** PASSAGE TO READ **
Why am I telling you my story? Because I have learned I am not alone. There are many who struggle with the consequences of our parents choices. And I want to encourage others who share a similar story. Something struck me the other day. I read on Memphis moms blog by Karena Hardaway “We may be from one of the most blighted neighborhoods in town, but I am a firm believer that you do not have to be a product of your environment, and that if you work hard and pray harder you can and will get to what God has for you.”
Those words are a great reminder to me. I’m able to reflect and be reminded that I am an example of that person who is not a product of her environment growing up. I have worked hard to fight the battle of “I am not good enough” “shame” to know in Christ I am good enough for all things and all things are possible through Him. I have a choice. I choose to live a good life through Him. I am very blessed to be where I am today, my identity is not from how I was raised nor a product of my environment.
God gave me two mother-in-laws and father-in-laws to be blessed and led by. God has given me a pastors wife, church moms, many elder woman in my life who I consider as friends, but could be like mothers. God has given me grandparents, a sister, brothers, in-laws who show love. It doesn’t fix the void/pain I have in my mother-daughter relationship. But it’s nice to have all these people God placed in my life to love and be loved by.

** TASKS TO COMPLETE **
**1.** Update the personal story from "God gave me" up to and including "be loved by.", with "pastors wife" replaced by "pastor's wife".
**2.** Which relatives does the personal story say God has given the writer in the paragraph that begins "God gave me two mother-in-laws"? Name all of them.
**3.** Continue the personal story from its last sentence.

** DATA **
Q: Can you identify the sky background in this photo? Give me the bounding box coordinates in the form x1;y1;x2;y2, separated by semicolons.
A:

** ANSWERS FOR THIS EXERCISE **
**1.**
God gave me two mother-in-laws and father-in-laws to be blessed and led by. God has given me a pastor's wife, church moms, many elder woman in my life who I consider as friends, but could be like mothers. God has given me grandparents, a sister, brothers, in-laws who show love. It doesn’t fix the void/pain I have in my mother-daughter relationship. But it’s nice to have all these people God placed in my life to love and be loved by.

**2.** mother-in-laws, father-in-laws, grandparents, a sister, brothers, in-laws

**3.**
This Sunday I will wish my mom a happy Mother’s Day because I love her. There is not a hallmark card that explains my love for her. I will have to make my own along with sending her flowers.
This Mother’s Day I wish all the woman in my life Happy Mothers Day!
Note: During the process of writing this story, many series of events have happen with my mom. My mom has been admitted into a rehabilitation, due to being found almost on her death bed from over medication. I can only hope and pray that maybe this might be it. Maybe this time it will be different. I am hopeful, I am encouraging. Our phone calls are actually nice and she can remember them. I love her, not her addiction.